| What is being asked |
Extend the numbered blog post about Star Wars canon, reboots, and libertarian nightlife, beginning right after its final sentence.

| Quoted passage |
^^^^^^^^^^^^^^^^
5. And if you felt a disturbance in the Force, as if a million nerds cried out that everything they love was just destroyed, it might have been that hardcore subset of Star Wars fans who loved the “Expanded Universe” of novels, comics, and other spin-off materials, which all just got declared non-canonical in order to give J.J. Abrams a clean slate for next year’s Star Wars: Episode VII (rumored to be called The Ancient Fear, but who knows). 

Everything from Superman to James Bond to Planet of the Apes has been to some degree rebooted for the twenty-first century by now -- and it may shock you to hear that this 80s-ophile is starting to feel at home here at last.

On to politics:

6. Just to get more stuff done, I quit a total of five anarcho-capitalist Facebook pages in which I was participating. Another participant in a few of them is off to sea as a merchant marine after years of being an unashamed Aquaman fan. Yet another will be living in NYC for a month. It seemed an apt time. However...

7. ...I was pleased to party with libertarians at the bar Play (next door to the Museum of Sex) twice recently, once to mark the final night of legal e-cigarettes use in NYC before the insane and deadly ban on “vaping” in public venues goes into effect, increasing the odds of at least some people avoiding harmless e-cigarettes and sticking with their deadly conventional cigarettes, despite the tragic and now easily avoidable toll of some 400,000 dead Americans per year.
^^^^^^^^^^^^^^^^
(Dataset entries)
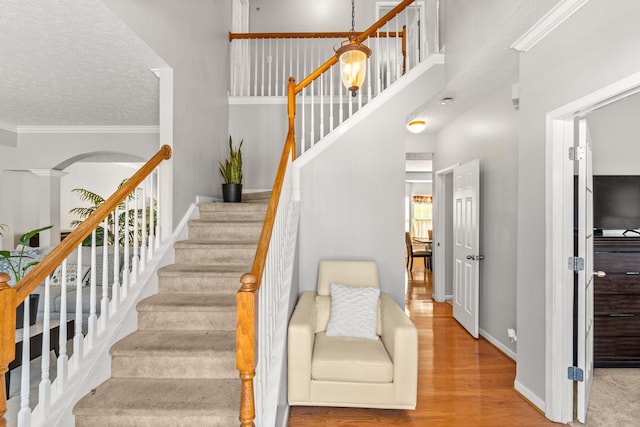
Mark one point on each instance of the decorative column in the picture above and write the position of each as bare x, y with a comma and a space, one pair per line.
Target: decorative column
49, 204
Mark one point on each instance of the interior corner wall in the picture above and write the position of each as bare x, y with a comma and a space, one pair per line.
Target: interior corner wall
595, 47
193, 40
8, 138
263, 137
489, 131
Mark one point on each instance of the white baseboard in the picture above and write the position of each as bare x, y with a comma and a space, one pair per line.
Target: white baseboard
503, 348
530, 396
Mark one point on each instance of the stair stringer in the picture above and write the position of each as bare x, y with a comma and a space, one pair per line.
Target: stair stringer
96, 367
351, 184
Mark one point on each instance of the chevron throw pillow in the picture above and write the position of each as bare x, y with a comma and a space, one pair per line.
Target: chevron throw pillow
354, 312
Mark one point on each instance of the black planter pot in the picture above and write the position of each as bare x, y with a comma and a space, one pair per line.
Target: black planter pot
232, 193
33, 311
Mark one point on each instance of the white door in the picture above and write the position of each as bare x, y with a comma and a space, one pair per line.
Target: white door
585, 275
466, 240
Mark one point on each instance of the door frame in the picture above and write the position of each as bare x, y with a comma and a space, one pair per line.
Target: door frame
440, 236
559, 237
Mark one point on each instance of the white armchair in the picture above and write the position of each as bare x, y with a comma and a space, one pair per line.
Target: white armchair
351, 372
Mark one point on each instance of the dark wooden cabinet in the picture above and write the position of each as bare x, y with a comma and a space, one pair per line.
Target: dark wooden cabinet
617, 302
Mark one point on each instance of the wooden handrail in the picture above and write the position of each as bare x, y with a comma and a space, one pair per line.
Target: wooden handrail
38, 273
325, 35
369, 32
7, 337
246, 297
11, 297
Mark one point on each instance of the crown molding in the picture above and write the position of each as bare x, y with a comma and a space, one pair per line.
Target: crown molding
556, 16
87, 129
8, 127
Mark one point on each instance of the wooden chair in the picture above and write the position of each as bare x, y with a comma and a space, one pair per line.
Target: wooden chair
425, 254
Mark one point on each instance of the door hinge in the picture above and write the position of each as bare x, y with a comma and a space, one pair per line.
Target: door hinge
575, 374
576, 263
576, 153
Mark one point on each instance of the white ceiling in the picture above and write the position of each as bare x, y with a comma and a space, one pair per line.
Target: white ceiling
73, 63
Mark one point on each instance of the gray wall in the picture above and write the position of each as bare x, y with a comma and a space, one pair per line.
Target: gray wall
263, 127
489, 132
352, 192
615, 137
595, 47
193, 40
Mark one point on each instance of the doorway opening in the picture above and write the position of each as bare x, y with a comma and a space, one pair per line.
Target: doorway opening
559, 393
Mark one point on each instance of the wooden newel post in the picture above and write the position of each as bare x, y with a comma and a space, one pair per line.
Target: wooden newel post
^^^^^^^^^^^^^^^^
| Task answer |
Damn you, homicidal NYC government, near-useless patch-and-pill-peddling pharmaceutical companies, and your supposedly public-health-minded activist-organization allies, who merely want a “scalp” they can claim more easily than the tobacco companies’.

8. Even with our (now FBI-investigated) communist mayor here, though, NYC may not yet be as left-wing as San Francisco, which has reached the point where Luddite hippies launch anti-car, anti-search-engine protests against Google tech wizards, hell-bent on dragging us back to the stone age in the name of Progressivism.

At least if they destroy the Internet completely, we won’t have to see daily evidence of how rapidly-proliferating subcultures are coming up with innovative new ways of being offended, as the rest of us cruelly fail to pay sufficient honor to their status as transsexuals 3.0, animal-identifying “otherkin,” or whatever comes next.

God forbid we should focus on more important things, like whether Obama and the EU will cause World War III by sparring with Russia over an ambiguous Ukraine.

9. Libertarians have their own endless internal squabbles, too, of course. Apparently BleedingHeartLibertarians blogger Jason Brennan praised left-liberal Paul Krugman over libertarian economist Murray Rothbard and then deleted his post in cowardly fashion (h/t Stephan Kinsella). Brennan also reportedly once said people should read his resume to confirm that “Rothbard isn’t even on my level.”

This sort of narcissistic, presumptuous, make-up-our-own-reality display ought to be the end of the liberal-tarian Bleeding Heart project once and for all, but in the meantime I’ll settle for enjoying this essay (h/t Jesse Forgione) by John McCaskey, who, incredibly, taught at Brown for a couple semesters yet has here written a great critique and overview of classical liberalism’s rise into libertarianism and tragic descent into liberal-tarianism.

McCaskey sounds more Objectivist (and thus anti-altruism) than I might like, but it’s nice to see someone taking the liberal-tarian academics just seriously enough to see them as a threat to liberty.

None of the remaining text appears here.